(Rows of box annotation entries)
★ ★ ★ ★ ★ ★ ★
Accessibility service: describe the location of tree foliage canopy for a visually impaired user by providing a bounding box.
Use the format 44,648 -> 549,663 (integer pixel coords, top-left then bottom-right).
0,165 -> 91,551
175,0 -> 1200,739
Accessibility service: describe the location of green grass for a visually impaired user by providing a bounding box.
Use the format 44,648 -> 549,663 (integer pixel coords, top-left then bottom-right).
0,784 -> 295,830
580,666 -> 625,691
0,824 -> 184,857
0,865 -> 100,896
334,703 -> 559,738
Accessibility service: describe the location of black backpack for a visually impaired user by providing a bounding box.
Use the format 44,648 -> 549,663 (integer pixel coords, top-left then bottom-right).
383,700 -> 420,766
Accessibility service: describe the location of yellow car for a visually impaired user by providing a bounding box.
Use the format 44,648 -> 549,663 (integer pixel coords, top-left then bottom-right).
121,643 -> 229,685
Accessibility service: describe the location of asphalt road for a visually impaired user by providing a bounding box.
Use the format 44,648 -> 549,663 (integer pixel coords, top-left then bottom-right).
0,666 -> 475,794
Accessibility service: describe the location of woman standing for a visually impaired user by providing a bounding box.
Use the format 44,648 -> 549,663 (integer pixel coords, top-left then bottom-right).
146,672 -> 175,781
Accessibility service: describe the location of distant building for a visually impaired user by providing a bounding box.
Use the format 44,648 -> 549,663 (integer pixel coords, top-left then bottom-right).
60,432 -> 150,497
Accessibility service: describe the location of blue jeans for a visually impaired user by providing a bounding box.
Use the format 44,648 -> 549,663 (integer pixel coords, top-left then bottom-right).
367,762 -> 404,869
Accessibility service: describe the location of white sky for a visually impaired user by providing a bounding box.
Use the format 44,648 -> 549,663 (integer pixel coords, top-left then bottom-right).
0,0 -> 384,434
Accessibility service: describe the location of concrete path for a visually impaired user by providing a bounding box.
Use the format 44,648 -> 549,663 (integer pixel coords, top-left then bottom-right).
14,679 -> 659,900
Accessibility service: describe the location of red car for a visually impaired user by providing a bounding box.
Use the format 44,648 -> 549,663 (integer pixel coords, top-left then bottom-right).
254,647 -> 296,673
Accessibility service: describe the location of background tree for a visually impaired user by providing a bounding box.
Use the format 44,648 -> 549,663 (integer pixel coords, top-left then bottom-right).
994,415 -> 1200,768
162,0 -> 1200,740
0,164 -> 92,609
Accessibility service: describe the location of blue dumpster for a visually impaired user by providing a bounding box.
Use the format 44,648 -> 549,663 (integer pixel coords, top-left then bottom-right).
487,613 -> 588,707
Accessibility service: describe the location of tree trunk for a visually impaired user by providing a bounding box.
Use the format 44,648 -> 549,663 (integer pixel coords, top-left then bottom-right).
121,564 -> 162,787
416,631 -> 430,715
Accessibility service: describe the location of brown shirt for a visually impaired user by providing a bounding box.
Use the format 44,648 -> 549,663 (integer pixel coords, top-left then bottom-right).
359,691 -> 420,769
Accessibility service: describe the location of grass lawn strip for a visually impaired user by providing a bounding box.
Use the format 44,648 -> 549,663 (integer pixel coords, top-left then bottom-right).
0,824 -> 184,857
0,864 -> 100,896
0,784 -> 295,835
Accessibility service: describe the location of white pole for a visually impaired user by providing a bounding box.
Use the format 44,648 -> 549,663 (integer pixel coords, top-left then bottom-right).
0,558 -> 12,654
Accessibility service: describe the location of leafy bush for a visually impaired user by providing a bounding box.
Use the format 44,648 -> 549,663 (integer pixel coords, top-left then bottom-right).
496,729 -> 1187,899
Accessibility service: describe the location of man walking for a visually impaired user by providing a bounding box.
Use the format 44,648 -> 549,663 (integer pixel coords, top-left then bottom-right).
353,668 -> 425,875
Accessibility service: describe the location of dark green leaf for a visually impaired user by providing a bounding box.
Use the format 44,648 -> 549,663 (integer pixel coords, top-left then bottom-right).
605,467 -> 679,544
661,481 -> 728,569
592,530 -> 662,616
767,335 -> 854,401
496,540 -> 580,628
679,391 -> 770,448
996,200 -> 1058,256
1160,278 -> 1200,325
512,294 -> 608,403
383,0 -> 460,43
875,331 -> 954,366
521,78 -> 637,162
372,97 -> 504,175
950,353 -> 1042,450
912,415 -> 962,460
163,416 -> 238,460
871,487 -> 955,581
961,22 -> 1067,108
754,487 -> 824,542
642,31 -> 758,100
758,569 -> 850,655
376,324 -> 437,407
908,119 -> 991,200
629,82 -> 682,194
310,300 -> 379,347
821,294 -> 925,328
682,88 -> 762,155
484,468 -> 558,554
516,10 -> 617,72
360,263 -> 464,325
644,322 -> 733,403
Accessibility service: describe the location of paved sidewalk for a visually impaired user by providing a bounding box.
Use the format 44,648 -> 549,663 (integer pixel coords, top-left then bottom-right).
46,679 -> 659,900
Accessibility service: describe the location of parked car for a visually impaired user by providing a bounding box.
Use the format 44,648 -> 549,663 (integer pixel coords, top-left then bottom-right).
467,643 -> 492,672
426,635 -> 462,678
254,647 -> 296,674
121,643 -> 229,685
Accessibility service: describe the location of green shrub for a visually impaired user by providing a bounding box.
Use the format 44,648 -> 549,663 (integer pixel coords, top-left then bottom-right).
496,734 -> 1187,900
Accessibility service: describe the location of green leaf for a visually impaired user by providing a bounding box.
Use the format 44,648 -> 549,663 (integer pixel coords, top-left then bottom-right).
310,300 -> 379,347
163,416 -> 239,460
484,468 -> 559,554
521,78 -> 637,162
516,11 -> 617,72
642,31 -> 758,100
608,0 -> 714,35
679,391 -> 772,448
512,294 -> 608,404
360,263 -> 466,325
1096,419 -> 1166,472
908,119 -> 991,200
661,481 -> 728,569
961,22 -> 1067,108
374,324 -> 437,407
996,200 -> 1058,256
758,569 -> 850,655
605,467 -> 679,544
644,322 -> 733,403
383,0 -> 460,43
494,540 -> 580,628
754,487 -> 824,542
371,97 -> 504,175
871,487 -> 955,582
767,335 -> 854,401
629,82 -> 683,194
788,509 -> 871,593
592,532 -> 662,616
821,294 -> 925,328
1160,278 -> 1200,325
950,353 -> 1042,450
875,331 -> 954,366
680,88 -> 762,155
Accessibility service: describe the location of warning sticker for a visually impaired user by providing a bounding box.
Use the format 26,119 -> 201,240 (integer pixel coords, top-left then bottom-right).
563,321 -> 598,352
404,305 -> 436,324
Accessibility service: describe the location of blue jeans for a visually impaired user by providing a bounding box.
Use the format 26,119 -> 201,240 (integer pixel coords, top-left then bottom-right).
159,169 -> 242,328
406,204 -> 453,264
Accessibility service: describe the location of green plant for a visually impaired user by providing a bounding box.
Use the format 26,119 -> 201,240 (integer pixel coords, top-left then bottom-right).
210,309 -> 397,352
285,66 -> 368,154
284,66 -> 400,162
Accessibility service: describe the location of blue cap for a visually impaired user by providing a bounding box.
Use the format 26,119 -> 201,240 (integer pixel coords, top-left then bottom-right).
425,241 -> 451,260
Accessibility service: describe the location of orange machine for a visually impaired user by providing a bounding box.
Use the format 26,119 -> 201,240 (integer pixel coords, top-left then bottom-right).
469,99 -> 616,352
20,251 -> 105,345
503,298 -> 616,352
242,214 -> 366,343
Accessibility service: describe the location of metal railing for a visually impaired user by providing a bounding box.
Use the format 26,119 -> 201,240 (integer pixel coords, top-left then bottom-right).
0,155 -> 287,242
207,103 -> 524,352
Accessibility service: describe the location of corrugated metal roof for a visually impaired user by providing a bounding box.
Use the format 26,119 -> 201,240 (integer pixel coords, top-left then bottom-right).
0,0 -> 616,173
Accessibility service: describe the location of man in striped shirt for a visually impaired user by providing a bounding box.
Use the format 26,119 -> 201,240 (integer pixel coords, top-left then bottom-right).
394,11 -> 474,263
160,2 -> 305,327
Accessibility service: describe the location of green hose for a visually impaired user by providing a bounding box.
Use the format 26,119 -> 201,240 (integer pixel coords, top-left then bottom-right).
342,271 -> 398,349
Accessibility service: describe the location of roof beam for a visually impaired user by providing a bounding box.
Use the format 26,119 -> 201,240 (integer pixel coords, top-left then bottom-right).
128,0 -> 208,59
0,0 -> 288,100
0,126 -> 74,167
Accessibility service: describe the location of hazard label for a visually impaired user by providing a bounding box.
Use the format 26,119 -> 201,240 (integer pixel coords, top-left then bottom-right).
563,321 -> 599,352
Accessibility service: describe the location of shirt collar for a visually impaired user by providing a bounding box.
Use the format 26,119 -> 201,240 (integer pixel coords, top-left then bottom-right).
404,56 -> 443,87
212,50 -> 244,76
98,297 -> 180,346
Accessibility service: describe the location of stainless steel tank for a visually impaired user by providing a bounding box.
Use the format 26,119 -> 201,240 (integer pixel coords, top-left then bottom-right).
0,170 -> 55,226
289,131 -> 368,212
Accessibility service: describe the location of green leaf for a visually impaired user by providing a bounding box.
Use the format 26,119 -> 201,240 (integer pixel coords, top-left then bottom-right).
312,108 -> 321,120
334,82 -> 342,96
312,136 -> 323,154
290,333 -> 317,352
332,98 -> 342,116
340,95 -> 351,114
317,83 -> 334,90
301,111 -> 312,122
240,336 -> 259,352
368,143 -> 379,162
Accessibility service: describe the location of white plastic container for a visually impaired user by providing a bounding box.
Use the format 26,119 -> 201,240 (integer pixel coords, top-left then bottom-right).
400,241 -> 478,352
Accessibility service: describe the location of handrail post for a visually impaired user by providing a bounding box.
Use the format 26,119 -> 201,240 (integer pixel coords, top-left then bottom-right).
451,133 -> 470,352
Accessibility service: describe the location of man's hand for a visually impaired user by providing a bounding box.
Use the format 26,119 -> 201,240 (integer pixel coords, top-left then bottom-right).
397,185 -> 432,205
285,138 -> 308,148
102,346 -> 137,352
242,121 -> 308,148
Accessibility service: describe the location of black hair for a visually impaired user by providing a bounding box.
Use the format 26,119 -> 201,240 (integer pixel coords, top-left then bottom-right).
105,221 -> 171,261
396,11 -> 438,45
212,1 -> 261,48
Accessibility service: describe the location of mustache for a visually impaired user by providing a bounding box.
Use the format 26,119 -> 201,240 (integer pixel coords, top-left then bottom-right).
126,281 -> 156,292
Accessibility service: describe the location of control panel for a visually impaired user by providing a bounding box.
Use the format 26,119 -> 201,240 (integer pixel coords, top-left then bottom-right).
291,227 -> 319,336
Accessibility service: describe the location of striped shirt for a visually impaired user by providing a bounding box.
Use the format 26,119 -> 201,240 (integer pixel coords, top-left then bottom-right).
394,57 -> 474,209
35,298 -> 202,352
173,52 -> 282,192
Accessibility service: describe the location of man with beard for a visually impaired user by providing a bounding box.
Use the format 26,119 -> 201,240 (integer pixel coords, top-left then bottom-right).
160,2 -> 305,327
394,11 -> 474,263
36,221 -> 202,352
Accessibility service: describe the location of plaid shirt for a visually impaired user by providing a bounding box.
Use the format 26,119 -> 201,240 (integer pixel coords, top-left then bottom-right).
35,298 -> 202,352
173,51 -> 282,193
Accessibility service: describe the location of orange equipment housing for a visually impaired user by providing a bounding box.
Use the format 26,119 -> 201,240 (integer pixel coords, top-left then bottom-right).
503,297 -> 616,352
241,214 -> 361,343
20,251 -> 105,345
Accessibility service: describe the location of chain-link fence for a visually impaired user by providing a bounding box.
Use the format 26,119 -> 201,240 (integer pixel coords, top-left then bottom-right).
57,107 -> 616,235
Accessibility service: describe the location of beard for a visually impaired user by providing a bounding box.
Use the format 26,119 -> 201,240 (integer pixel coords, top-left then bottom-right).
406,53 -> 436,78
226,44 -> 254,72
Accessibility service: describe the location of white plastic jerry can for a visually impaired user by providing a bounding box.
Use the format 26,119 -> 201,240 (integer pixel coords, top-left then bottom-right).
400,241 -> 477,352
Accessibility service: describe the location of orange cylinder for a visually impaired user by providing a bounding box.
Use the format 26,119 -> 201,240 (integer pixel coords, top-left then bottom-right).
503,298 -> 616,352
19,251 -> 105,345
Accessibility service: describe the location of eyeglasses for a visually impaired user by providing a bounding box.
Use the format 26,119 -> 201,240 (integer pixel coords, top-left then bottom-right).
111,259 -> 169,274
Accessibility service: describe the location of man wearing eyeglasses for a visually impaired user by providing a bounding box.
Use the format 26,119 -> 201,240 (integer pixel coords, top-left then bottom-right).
★ ★ ★ ★ ★ ★ ★
INSTRUCTIONS TO FOLLOW
Rewrite the entries from the first line down through the line that contains "383,700 -> 420,766", both ends included, changing every "visually impaired user" to "low-vision user" and keeping all else as it stands.

ANSWER BELOW
Accessibility service: describe the location of tree foliage canopy for a low-vision user by providing a bounding box.
Use the format 44,648 -> 549,663 (integer pixel coords, top-left then bottom-right).
0,165 -> 91,551
175,0 -> 1200,739
Accessibility service: describe the location of green grass for a low-vision user by providing a bounding box.
Use the format 44,648 -> 549,663 (integer pixel coords, top-left then bottom-right).
0,784 -> 295,830
580,666 -> 625,691
0,824 -> 184,857
0,865 -> 100,896
334,703 -> 559,738
Accessibility service: describe the location of black backpack for a low-vision user by providing a bounding box.
Use the format 44,648 -> 549,663 (integer pixel coords, top-left then bottom-right).
383,700 -> 420,766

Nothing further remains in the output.